Textausschnitt:
★ ★ ★

Spender gefunden, und nun?

Ein ganzes Jahr hat der heute 37-Jährige investiert, um seinen biologischen Vater zu finden. In alten Listen von Studierenden der Universität Zürich, in alten PTT-Archiven und auf Einwohnergemeinden hat er sich auf die Suche gemacht nach Juristen, Augenärzten und entsprechenden Namen und Adressen. Durch einen Nachruf auf seinen potenziellen leiblichen Grossvater war sich Matthias Böni ziemlich sicher, endlich den tatsächlichen Spender gefunden zu haben.

«Das war der Zeitpunkt, an dem ich wusste, dass nun nichts falsch laufen darf und ich weitere Unterstützung für den nächsten Schritt benötige: Die Kontaktaufnahme mit meinem biologischen Vater. Deshalb meldete ich mich bei PACH», erzählt er. Die Fachmitarbeiterin, die ihn in diesem Prozess begleitete, hat Matthias Böni bestärkt und ihm Sicherheit gegeben. «Ausserdem fand ich es auch gut, dass der mutmassliche Samenspender nicht von mir überfallen wurde, sondern von einer neutralen Stelle auf eine professionelle Art kontaktiert wurde», erläutert er.

Spender antwortet auf Brief

Würde der Empfänger des Briefs sich melden oder nicht? Und wenn er sich meldete: War es der Richtige? Wollte er Kontakt? Viele Fragen beschäftigten den Berner, nachdem der Brief von PACH abgeschickt wurde. Zum Glück – und das ist nicht der Normalfall – meldete sich sein leiblicher Vater Christoph umgehend und hat sich über die Kontaktaufnahme ausserordentlich gefreut. Erst haben der leibliche Vater und sein Sohn viel gemailt und telefoniert. Um sich ihrer Sache ganz sicher zu sein, haben die beiden einen DNA-Test am gerichtsmedizinischen Institut gemacht, der die Vaterschaft definitiv bestätigte.

«Wir haben uns gleich umarmt»

Nach einer Weile trafen sie sich das erste Mal in Christophs Wohnort Basel – beide gleichermassen nervös. «Ich bin jemand, der schnell Nähe zu Menschen herstellt. Er auch. Wir haben uns gleich umarmt», meint Matthias Böni schmunzelnd. Er hat noch weitere Gemeinsamkeiten entdeckt: zum Beispiel Ungeduld bei auftretendem Hunger oder die Lachgrübchen im Gesicht. Langsam nähert sich nun auch ihr jeweiliges Umfeld an. Vor einigen Wochen hat auch Matthias Bönis Mutter Christoph kennengelernt.

★ ★ ★

Bereitgestellte Daten:
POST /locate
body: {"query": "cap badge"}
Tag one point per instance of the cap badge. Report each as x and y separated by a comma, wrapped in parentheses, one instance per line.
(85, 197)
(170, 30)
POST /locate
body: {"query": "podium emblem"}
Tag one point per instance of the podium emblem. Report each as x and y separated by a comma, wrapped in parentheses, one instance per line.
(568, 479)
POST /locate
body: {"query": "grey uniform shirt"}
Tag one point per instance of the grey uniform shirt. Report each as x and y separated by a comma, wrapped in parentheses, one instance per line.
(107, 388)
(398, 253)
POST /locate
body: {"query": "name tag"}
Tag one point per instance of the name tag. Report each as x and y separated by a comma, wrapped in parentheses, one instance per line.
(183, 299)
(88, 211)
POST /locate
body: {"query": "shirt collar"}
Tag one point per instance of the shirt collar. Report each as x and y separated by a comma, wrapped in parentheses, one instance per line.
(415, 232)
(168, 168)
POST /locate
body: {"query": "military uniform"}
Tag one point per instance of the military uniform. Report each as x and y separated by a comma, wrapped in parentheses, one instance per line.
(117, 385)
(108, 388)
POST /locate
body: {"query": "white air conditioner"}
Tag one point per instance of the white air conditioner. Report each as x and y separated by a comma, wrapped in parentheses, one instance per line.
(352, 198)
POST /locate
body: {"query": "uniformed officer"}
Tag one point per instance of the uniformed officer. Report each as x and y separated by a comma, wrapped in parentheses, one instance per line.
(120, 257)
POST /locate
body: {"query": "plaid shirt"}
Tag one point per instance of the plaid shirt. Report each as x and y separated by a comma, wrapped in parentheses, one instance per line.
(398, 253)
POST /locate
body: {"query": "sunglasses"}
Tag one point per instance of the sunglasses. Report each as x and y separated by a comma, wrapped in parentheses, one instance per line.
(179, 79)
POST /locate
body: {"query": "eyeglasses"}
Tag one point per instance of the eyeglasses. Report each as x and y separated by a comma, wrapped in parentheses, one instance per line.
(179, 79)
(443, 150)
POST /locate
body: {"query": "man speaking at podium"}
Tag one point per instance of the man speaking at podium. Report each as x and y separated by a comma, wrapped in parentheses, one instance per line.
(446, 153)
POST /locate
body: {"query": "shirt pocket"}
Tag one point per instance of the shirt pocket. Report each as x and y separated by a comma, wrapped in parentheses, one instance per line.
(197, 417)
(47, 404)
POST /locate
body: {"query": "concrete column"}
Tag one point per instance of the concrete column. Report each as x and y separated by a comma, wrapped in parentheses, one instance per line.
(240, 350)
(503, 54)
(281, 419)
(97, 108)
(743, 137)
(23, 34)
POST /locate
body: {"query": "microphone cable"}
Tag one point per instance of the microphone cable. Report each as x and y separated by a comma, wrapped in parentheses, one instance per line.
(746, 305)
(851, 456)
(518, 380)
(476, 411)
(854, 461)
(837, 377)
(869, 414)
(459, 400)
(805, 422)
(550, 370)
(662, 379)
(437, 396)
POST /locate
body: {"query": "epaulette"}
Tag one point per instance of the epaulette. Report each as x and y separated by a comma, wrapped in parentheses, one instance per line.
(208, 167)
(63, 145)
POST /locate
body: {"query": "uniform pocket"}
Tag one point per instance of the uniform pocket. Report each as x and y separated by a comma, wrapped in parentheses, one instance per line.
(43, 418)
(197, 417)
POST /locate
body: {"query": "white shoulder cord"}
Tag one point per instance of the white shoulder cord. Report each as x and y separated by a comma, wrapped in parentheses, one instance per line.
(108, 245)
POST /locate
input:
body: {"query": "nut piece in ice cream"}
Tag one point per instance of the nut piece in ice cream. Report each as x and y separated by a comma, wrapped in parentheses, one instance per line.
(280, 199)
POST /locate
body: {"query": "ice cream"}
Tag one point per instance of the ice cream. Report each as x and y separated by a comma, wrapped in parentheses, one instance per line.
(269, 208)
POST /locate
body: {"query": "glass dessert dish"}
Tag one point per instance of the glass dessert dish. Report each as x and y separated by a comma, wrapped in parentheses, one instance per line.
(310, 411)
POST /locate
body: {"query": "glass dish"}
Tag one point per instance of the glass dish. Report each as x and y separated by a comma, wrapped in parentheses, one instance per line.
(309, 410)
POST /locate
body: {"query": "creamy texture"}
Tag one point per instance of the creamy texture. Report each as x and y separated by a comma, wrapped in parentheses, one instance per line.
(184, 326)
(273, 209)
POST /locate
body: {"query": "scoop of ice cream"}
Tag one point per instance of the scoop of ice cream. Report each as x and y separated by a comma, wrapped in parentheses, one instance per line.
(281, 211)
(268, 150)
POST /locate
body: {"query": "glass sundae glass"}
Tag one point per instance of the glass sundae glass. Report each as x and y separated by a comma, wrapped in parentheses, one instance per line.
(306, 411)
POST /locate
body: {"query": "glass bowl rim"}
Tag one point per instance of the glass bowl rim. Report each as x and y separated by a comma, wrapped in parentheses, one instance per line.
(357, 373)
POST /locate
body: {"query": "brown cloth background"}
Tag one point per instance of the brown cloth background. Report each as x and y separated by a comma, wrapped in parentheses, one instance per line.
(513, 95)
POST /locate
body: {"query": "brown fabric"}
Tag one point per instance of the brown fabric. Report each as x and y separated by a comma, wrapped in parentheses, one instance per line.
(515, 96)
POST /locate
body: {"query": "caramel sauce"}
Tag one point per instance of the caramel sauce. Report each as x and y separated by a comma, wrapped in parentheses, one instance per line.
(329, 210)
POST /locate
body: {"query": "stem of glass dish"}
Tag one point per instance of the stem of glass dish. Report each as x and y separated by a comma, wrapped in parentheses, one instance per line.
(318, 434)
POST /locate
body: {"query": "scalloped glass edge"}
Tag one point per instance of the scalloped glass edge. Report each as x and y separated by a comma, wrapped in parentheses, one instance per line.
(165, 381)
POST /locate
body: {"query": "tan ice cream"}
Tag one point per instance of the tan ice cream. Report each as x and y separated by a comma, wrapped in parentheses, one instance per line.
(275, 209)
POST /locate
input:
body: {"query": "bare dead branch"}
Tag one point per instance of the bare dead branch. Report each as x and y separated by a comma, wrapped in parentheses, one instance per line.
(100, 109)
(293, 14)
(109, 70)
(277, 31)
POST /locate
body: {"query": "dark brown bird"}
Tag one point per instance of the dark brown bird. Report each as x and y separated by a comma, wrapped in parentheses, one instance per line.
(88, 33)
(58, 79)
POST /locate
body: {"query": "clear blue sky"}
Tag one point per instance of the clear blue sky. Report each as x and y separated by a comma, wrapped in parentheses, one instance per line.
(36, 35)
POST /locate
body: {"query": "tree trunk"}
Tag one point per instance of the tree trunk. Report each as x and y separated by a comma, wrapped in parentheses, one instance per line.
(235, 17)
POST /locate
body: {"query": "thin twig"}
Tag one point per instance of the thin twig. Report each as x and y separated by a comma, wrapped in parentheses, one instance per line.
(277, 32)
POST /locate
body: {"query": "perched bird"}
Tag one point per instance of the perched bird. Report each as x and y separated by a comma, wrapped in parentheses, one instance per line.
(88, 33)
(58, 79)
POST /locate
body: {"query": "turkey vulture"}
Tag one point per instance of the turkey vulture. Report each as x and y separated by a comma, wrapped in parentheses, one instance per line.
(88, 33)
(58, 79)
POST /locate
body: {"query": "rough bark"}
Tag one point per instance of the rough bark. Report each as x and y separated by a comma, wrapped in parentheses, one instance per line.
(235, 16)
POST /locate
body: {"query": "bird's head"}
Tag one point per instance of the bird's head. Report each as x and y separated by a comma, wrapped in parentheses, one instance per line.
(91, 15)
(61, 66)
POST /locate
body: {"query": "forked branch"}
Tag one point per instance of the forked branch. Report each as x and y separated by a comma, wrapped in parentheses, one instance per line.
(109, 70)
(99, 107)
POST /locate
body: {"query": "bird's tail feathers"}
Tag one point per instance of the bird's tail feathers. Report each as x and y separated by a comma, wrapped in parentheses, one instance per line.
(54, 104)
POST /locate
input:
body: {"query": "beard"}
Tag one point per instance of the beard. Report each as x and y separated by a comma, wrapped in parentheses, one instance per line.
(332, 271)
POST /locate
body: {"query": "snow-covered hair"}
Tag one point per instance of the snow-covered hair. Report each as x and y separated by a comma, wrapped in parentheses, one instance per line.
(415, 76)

★ ★ ★

Aufgaben:
1. Fasse den Textausschnitt über Matthias Bönis Suche nach seinem biologischen Vater in genau zwei Sätzen zusammen.
2. Wie wurde laut dem Textausschnitt die Vaterschaft endgültig bestätigt?
Die Einträge spielen dafür keine Rolle.

Lösungen:
1. Matthias Böni suchte ein Jahr lang nach seinem biologischen Vater und wandte sich an PACH, damit der mutmassliche Spender von einer neutralen Stelle kontaktiert wurde. Der leibliche Vater Christoph meldete sich umgehend, ein DNA-Test bestätigte die Vaterschaft, und bei ihrem ersten Treffen in Basel umarmten sich die beiden gleich.

2. Durch einen DNA-Test am gerichtsmedizinischen Institut.